- _MATERIALS PROVIDED_:
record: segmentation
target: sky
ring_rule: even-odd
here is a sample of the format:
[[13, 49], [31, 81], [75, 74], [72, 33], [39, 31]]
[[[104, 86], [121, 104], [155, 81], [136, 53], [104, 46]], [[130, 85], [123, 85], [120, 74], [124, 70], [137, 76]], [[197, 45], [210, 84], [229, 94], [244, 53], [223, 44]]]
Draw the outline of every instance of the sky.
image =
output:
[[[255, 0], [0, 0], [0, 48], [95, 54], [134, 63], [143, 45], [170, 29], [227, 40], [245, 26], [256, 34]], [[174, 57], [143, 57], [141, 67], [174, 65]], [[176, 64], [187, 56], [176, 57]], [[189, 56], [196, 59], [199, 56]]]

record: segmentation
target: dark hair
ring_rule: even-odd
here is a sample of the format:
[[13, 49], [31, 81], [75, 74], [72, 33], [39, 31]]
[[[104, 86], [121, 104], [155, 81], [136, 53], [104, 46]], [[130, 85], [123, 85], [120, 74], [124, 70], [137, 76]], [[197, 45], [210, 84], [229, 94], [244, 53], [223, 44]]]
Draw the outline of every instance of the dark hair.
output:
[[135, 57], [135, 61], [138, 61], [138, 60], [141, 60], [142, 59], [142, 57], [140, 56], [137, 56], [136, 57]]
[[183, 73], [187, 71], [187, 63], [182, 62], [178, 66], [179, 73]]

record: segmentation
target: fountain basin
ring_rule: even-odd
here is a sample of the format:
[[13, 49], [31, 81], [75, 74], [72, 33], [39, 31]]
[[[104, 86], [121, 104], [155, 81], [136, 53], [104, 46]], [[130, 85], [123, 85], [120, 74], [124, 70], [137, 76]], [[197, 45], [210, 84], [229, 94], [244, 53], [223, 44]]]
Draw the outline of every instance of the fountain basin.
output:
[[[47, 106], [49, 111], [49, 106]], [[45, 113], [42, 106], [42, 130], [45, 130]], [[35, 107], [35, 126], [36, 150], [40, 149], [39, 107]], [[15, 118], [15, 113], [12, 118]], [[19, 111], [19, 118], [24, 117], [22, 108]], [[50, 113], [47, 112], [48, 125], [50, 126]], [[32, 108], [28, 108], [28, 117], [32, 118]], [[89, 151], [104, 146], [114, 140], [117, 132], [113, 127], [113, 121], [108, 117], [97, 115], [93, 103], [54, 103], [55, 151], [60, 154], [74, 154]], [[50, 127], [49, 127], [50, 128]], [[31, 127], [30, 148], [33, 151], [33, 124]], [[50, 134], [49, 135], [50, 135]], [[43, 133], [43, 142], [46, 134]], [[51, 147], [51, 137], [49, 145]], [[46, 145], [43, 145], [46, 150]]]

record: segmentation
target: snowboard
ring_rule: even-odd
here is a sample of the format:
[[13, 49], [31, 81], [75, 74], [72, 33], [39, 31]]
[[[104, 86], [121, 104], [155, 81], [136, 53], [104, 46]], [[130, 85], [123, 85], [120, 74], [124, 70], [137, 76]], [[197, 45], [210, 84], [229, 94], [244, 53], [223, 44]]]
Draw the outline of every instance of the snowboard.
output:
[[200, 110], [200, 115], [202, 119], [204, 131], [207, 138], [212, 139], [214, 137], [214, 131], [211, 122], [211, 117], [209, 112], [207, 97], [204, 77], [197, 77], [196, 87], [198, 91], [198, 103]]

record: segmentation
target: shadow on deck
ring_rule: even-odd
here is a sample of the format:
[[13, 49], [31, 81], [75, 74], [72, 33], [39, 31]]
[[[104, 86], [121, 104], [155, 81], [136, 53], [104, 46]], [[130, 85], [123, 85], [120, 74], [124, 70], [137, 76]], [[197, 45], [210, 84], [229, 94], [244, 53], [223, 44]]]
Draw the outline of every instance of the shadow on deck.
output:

- _TASK TO COMPLETE_: Copy everything from the start of the items down through the line containing "59], [199, 56]]]", substituting "clouds" for "sky" and leaving the rest unchanged.

- _TASK RESPONSE_:
record: segmentation
target: clouds
ring_rule: even-odd
here is a sample of the format:
[[13, 49], [31, 81], [75, 74], [72, 33], [39, 31]]
[[[104, 86], [121, 104], [155, 81], [136, 53], [104, 46]], [[130, 85], [123, 85], [120, 74], [124, 70], [137, 76]], [[197, 45], [210, 84], [229, 94], [244, 53], [223, 44]]]
Draw the outline of every instance of the clouds.
image =
output:
[[[255, 0], [0, 0], [0, 48], [95, 54], [134, 63], [143, 45], [170, 29], [227, 40], [245, 26], [256, 34]], [[174, 57], [143, 57], [141, 67], [174, 65]], [[176, 64], [187, 56], [176, 57]], [[189, 56], [196, 59], [199, 56]]]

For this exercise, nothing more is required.